§ **TASK REQUIREMENTS**:
The expected output is each line below containing "spot", copied in full.

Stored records

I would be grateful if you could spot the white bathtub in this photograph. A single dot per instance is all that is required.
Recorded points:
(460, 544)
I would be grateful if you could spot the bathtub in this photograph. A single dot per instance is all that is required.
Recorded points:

§ **TASK ANSWER**:
I would be grateful if you could spot the white bathtub in this photograph. A single dot per instance is all that is required.
I would be grateful if you could spot the bathtub in this photograph. A single dot per instance is all that is required.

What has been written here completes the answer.